-- What the task asks --
Copy verbatim the span of lines beginning at the line that contains "Category: otter neck" and ending with the final line of the data. Exclude pictures from the copy.

-- Records supplied --
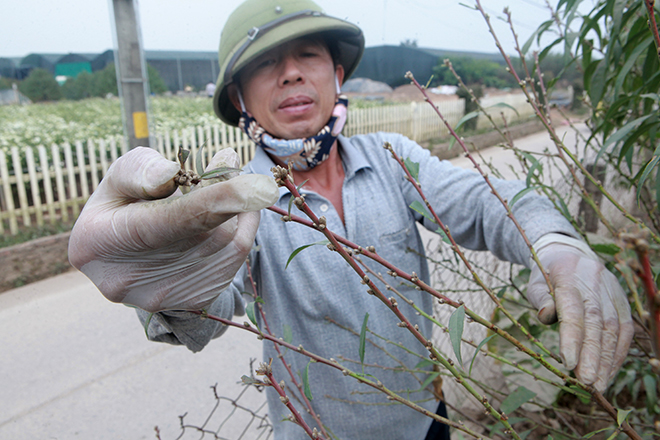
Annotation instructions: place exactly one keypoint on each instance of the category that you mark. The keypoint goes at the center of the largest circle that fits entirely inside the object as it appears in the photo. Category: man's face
(290, 90)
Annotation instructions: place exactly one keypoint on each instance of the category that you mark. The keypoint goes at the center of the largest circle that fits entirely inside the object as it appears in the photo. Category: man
(281, 64)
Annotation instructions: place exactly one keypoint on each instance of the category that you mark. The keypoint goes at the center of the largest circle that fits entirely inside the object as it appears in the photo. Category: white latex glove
(595, 327)
(143, 248)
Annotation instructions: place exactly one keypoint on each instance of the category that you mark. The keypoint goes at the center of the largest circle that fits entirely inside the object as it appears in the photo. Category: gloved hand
(143, 248)
(596, 327)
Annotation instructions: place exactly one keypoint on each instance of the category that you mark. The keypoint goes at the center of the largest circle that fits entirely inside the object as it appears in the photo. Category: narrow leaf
(306, 389)
(249, 310)
(481, 344)
(456, 322)
(521, 194)
(591, 434)
(430, 378)
(516, 399)
(620, 134)
(182, 155)
(421, 208)
(302, 248)
(288, 335)
(199, 160)
(607, 249)
(505, 105)
(412, 167)
(363, 338)
(647, 170)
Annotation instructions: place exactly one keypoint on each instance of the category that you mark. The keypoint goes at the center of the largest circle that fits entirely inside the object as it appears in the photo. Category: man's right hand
(142, 247)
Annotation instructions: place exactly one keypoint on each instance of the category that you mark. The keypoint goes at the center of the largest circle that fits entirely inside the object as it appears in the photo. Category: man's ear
(232, 91)
(339, 71)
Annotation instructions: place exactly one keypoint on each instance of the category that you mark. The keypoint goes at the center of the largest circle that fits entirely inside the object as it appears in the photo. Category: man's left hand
(596, 327)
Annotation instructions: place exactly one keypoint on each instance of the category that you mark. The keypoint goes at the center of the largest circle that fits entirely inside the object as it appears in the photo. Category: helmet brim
(348, 37)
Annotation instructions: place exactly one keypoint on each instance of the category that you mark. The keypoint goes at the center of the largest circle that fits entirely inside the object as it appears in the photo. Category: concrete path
(73, 365)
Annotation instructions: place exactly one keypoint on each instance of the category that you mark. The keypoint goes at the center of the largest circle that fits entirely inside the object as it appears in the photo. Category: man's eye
(265, 63)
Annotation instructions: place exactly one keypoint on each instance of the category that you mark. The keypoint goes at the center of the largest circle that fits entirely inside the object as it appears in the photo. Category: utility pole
(132, 79)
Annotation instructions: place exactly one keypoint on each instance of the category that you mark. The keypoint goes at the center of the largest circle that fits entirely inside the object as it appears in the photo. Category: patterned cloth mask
(304, 153)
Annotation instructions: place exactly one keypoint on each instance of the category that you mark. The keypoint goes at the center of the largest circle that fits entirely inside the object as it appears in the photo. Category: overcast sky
(83, 26)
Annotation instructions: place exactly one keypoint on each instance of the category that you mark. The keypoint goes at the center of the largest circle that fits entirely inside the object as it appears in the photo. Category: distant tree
(156, 83)
(473, 71)
(4, 83)
(105, 81)
(79, 87)
(41, 86)
(408, 43)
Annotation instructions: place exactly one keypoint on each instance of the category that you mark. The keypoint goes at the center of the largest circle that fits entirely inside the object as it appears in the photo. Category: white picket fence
(43, 184)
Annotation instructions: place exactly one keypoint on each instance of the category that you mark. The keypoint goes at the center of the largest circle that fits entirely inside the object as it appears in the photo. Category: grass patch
(33, 232)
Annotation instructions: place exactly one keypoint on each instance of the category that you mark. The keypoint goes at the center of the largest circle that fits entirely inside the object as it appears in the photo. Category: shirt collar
(352, 158)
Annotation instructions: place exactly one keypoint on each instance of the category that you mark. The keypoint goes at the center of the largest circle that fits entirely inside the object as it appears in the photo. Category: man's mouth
(295, 101)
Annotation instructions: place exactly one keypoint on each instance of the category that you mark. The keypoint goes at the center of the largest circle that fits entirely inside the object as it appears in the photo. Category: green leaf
(651, 393)
(581, 394)
(515, 400)
(505, 105)
(249, 310)
(363, 339)
(620, 134)
(306, 389)
(421, 208)
(456, 322)
(199, 160)
(182, 155)
(287, 336)
(430, 378)
(412, 167)
(302, 248)
(647, 170)
(521, 194)
(607, 249)
(476, 353)
(536, 165)
(621, 415)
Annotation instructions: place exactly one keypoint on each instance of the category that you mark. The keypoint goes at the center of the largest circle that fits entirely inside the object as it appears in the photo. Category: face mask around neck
(305, 153)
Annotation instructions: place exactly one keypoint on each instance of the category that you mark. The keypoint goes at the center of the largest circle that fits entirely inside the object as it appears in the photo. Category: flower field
(96, 118)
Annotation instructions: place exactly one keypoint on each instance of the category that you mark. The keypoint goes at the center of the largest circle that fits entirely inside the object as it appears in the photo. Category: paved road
(72, 365)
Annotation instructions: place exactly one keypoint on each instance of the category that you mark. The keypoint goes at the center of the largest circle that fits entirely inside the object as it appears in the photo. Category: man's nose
(291, 72)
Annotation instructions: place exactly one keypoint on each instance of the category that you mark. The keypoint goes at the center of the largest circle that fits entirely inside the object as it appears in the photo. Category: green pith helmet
(257, 26)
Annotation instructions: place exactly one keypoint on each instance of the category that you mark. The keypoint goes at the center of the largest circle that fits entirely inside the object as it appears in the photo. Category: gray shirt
(318, 286)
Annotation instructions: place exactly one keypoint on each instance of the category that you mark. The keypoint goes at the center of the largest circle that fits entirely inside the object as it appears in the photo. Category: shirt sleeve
(476, 218)
(190, 329)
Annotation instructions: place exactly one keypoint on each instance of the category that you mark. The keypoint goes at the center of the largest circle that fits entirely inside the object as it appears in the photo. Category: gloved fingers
(626, 327)
(609, 341)
(140, 174)
(570, 311)
(538, 295)
(226, 157)
(159, 223)
(237, 232)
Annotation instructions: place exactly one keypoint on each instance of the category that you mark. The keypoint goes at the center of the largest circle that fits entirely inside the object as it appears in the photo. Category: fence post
(9, 198)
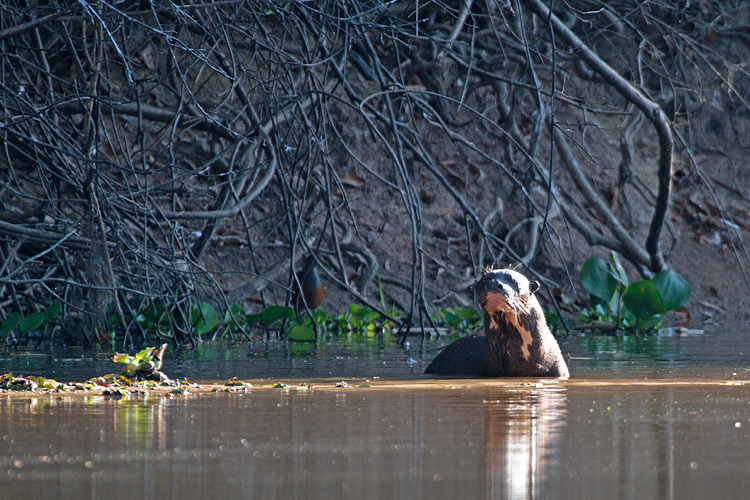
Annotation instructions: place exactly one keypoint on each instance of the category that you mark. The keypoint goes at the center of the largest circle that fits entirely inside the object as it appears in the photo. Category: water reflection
(523, 429)
(585, 438)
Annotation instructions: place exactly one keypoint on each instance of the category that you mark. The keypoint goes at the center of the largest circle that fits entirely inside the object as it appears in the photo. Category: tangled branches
(198, 152)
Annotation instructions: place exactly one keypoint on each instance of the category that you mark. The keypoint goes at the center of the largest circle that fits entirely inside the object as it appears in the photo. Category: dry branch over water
(172, 154)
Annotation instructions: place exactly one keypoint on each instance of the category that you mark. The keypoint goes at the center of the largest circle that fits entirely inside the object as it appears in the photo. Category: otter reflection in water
(517, 341)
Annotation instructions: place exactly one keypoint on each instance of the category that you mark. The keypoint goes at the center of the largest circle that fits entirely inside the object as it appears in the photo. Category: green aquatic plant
(640, 305)
(145, 362)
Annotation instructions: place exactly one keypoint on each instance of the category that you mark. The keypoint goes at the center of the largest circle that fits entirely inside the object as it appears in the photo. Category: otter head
(514, 321)
(505, 291)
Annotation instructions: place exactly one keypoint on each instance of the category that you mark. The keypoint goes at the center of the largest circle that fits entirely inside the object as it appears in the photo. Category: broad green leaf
(617, 270)
(31, 322)
(271, 314)
(643, 300)
(9, 323)
(674, 290)
(597, 279)
(370, 316)
(301, 333)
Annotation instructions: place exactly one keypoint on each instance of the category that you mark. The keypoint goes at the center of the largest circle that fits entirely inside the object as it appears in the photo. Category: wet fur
(517, 341)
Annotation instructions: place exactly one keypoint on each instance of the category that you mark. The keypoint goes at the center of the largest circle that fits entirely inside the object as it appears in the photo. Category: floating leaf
(674, 290)
(643, 300)
(272, 314)
(301, 333)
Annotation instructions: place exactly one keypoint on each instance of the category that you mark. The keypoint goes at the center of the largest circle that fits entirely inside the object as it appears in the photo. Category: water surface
(642, 417)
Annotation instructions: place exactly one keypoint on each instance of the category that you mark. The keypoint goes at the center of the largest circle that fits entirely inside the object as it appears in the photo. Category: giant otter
(517, 341)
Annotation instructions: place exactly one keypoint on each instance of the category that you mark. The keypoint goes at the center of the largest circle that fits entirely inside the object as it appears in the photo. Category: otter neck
(514, 340)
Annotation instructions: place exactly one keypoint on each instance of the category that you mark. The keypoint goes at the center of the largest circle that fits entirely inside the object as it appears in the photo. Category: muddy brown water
(642, 417)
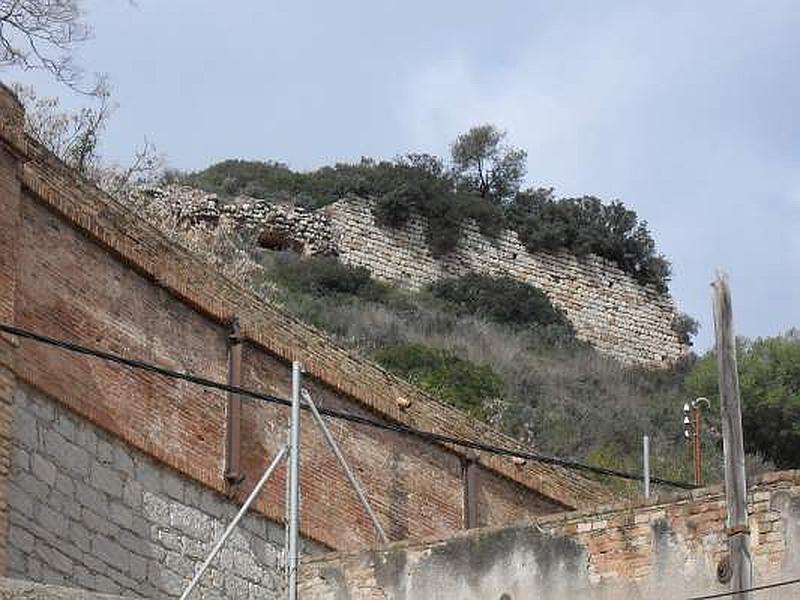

-- Result --
Annotation instructions: place exactly one keypoint on each instance of the category that you mark. The keypoint goes at the center of the largest circle that fits entirely inside the object as it appears in the photo. Category: otter neck
(514, 340)
Annotation instructions: place exactly one keypoint on each instance of the category that you mark. The keypoint goes at the center of the largest circle that fits entirely inside the object as it appears in the photo. Category: muddy brown water
(642, 417)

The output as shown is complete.